Chess Hierarchy (Boldriaan, Supreme or Capitulation)

Board vision. Here’s the beginning of a game played in an after-school chess program in April 2008 between two second graders: 1.e4 d5 2.Bd3 Bg4 3.exd5 Bxd1…

After both having been in chess for more than a year it seems a good chess eye is lacking here. They simply didn’t see the contact established between the Bishop and the Queen at move 2. In my view, there are no bad learners, there’s only a faulty system of teaching (evidently, the two boys were victims of such a “system”). The one which is not aligned with what cognitive science tells us about the brain and how learning happens.

Teaching the moves first is especially detrimental to acquiring a strong board vision. Brain science speaks against the “moves first” approach, Nimzovich (in his article in the Russian “Little Chess Paper” in 1929) speaks strongly against it too, but we just continue on doing it. As Einstein said, it’s harder to crack prejudice than an atom.

On the other hand, Averbakh pointed out that the main principle of pedagogics – the necessity of proceeding from the simple to the complex – is constantly being violated. As a rule, one begins with moves, then loads of tactical drills follow. As even the most elementary combinations are complex, it is important, Averbakh argues, to first familiarize oneself with their basic constituent elements and how they function before studying the complex mechanics of combinations.

So what are the basic elements, or building blocks of chess?

The answer: elementary board contacts.

Here is the edifice of chess consisting of the following parts, top down:

4. STRATEGY

3. TACTICS

2. ELEMENTARY BOARD CONTACTS

1. BASIC EFFECTS

The COORDINATION OF PIECES goes across layers 3-4.

Stored data entries:
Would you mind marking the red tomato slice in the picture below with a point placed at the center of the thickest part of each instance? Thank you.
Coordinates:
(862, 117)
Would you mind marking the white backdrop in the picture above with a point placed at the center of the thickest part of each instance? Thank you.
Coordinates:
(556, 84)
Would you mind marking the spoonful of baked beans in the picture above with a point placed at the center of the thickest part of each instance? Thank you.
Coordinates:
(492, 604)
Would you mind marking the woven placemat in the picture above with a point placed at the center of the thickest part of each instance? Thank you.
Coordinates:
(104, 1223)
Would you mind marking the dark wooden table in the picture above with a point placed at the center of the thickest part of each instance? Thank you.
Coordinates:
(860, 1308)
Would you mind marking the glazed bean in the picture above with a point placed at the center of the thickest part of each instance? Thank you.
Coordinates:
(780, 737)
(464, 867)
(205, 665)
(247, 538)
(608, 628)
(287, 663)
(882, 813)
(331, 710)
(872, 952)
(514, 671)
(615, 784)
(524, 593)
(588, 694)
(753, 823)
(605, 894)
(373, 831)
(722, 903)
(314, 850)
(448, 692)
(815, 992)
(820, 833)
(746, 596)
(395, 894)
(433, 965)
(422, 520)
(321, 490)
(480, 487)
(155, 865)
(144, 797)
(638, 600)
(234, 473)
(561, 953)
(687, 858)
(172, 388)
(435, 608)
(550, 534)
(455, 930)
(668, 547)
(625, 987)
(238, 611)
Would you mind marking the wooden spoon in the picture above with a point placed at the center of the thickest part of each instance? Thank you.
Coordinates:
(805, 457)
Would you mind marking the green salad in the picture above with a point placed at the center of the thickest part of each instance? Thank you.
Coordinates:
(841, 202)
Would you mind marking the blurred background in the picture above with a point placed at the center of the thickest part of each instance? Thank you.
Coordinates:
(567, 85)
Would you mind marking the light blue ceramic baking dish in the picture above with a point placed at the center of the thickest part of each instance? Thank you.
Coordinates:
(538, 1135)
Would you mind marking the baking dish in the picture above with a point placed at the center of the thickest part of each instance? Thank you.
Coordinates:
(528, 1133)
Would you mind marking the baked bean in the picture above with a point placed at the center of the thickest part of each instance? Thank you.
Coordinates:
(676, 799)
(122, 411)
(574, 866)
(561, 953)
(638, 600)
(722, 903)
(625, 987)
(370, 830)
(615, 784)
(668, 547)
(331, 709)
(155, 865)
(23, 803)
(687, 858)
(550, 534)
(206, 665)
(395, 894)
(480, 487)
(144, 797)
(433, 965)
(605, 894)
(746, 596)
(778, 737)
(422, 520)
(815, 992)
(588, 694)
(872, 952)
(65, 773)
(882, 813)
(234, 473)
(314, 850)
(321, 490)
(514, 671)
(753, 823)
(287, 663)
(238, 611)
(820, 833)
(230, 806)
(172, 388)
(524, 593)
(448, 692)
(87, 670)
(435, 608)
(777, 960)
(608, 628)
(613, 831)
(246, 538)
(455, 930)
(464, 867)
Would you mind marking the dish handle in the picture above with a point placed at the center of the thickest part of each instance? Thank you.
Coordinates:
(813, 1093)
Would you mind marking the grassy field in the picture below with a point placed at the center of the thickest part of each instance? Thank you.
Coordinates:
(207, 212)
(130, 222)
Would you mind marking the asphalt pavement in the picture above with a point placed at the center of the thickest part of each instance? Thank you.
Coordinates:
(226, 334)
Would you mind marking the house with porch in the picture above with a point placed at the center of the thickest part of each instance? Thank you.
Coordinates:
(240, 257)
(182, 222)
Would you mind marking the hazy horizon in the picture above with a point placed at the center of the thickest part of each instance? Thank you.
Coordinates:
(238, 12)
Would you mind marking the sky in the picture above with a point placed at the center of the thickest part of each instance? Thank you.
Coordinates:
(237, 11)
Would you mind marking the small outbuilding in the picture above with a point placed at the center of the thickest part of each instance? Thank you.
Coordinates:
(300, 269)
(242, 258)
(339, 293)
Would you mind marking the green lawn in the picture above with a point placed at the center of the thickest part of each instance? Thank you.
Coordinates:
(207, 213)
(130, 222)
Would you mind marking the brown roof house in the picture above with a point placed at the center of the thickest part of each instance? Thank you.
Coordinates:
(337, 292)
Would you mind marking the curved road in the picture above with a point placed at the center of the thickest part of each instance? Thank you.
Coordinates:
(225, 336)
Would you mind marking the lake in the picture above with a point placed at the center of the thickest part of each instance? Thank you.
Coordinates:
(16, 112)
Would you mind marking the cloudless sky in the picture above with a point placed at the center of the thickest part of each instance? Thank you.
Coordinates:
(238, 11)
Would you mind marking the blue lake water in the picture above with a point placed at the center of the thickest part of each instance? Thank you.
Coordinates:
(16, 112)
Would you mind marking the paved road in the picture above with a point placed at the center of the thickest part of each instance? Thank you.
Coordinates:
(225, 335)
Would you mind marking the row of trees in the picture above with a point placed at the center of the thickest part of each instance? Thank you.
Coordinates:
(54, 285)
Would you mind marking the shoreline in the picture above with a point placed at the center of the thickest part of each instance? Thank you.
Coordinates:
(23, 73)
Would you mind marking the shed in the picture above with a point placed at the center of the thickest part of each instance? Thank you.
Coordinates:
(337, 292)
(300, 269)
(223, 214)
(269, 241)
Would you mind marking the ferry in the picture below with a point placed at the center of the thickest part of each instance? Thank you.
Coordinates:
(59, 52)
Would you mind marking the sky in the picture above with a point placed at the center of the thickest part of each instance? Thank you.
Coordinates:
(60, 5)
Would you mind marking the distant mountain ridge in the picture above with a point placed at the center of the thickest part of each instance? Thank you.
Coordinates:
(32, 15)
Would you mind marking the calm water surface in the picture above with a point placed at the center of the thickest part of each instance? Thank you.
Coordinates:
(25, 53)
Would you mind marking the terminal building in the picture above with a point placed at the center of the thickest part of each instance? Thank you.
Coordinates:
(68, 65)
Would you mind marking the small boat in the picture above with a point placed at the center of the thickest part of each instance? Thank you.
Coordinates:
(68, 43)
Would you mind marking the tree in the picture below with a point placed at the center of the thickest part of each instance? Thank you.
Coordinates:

* _THINGS TO DO_
A. State whether each statement agrees with the chess passage, answering yes or no and quoting the deciding words: (i) The game shown was played between two second graders. (ii) Nimzovich's article appeared in a French paper. (iii) The coordination of pieces spans layers 1-2.
B. From the rows, print the lines starting with the one containing "Would you mind marking the white" and continuing through the one containing "(860, 1308)", reproducing them without change.
The chess passage and the rows have no connection to each other.

* _PER-TASK OUTPUTS_
A.
(i) Yes: "played in an after-school chess program in April 2008 between two second graders"
(ii) No: "in the Russian “Little Chess Paper” in 1929"
(iii) No: "The COORDINATION OF PIECES goes across layers 3-4."

B.
Would you mind marking the white backdrop in the picture above with a point placed at the center of the thickest part of each instance? Thank you.
Coordinates:
(556, 84)
Would you mind marking the spoonful of baked beans in the picture above with a point placed at the center of the thickest part of each instance? Thank you.
Coordinates:
(492, 604)
Would you mind marking the woven placemat in the picture above with a point placed at the center of the thickest part of each instance? Thank you.
Coordinates:
(104, 1223)
Would you mind marking the dark wooden table in the picture above with a point placed at the center of the thickest part of each instance? Thank you.
Coordinates:
(860, 1308)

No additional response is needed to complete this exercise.